**** Text under study
Like "fool," "phony" and "reactionary," the term is arbitrary, part of a category that everyone may populate to suit his own bias. But in general, a book is a contrivance of ink, paper and glue, whose purpose is to instruct, amuse, edify, exalt, infuriate or pander. It may be good or bad, but its author intended it to be good. and wrote it by putting word after word. The nonbook is usually not written at all but assembled with the help of scissors or tape recorder or some other mechanical device. The concern of the nonbook manufacturer is not that his product be good, merely that it be sold. The nonbook is merchandise aimed at the same non-people who are the most frequent targets of the film and TV industries. What they read is new, light, dry, smooth, well-filtered, quick, effortless and contains almost no calories.

Non-books come in several types, most of them easily recognizable:

¶Any collection of condensed novels, such as those issued by Reader's Digest, belonging in this class for the same reason that a beef bouillon cube is a non-cow.

¶All ghostwritten autobiographies and all collections of ghostwritten speeches. The ghost may be an ectoplasmic Boswell, but his ghosthood robs him of the independence necessary to prove it.

¶Books by Pete Martin and Gerold Frank. These autobiographers occupy a comfortable limbo between spook status and live authorship, and get prominent bylines for their as-told-to confessions of the tabloid famous. But preconfessed bunko is nevertheless bunko. And even expert spirit writing makes all autobiographies sound alike.
********
What to do:
1) Answer these questions from the text on nonbooks:
(a) With what tools does the text say a nonbook is usually assembled?
(b) Which publisher's condensed novels does the text name?
(c) Whose books does the text place in a limbo between spook status and live authorship?
2) Translate this sentence from the text on nonbooks into Spanish: "The concern of the nonbook manufacturer is not that his product be good, merely that it be sold."
3) Reproduce the passage of the text on nonbooks starting at "Non-books come in" and ending at "to prove it.".
**** Entries provided
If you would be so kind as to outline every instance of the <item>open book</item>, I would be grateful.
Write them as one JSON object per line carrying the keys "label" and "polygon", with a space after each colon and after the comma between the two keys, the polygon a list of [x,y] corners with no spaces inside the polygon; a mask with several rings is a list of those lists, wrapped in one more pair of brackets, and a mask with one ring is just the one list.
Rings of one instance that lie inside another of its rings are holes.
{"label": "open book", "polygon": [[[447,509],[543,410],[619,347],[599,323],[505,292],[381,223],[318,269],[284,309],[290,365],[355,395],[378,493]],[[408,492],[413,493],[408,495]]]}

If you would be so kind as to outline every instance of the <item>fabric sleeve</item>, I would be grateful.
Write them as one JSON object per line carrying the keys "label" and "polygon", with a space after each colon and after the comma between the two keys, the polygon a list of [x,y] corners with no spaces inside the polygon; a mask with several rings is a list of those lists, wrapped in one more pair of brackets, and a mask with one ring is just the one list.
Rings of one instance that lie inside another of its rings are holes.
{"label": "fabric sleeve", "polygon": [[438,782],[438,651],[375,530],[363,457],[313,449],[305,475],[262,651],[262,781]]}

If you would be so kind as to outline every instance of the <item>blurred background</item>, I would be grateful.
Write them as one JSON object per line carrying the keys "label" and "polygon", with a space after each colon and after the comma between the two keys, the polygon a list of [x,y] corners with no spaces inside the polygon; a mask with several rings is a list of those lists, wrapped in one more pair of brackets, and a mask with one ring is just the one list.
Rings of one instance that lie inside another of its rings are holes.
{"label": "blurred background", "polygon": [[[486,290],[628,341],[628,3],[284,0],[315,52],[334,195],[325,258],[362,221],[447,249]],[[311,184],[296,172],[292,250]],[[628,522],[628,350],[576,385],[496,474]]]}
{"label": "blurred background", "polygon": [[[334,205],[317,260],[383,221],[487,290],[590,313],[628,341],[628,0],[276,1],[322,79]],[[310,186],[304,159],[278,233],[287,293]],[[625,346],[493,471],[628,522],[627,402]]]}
********
Answers to the exercises:
1)
(a) Scissors, a tape recorder, or some other mechanical device.
(b) Reader's Digest.
(c) Pete Martin and Gerold Frank.

2) La preocupación del fabricante del no-libro no es que su producto sea bueno, sino simplemente que se venda.

3)
Non-books come in several types, most of them easily recognizable:

¶Any collection of condensed novels, such as those issued by Reader's Digest, belonging in this class for the same reason that a beef bouillon cube is a non-cow.

¶All ghostwritten autobiographies and all collections of ghostwritten speeches. The ghost may be an ectoplasmic Boswell, but his ghosthood robs him of the independence necessary to prove it.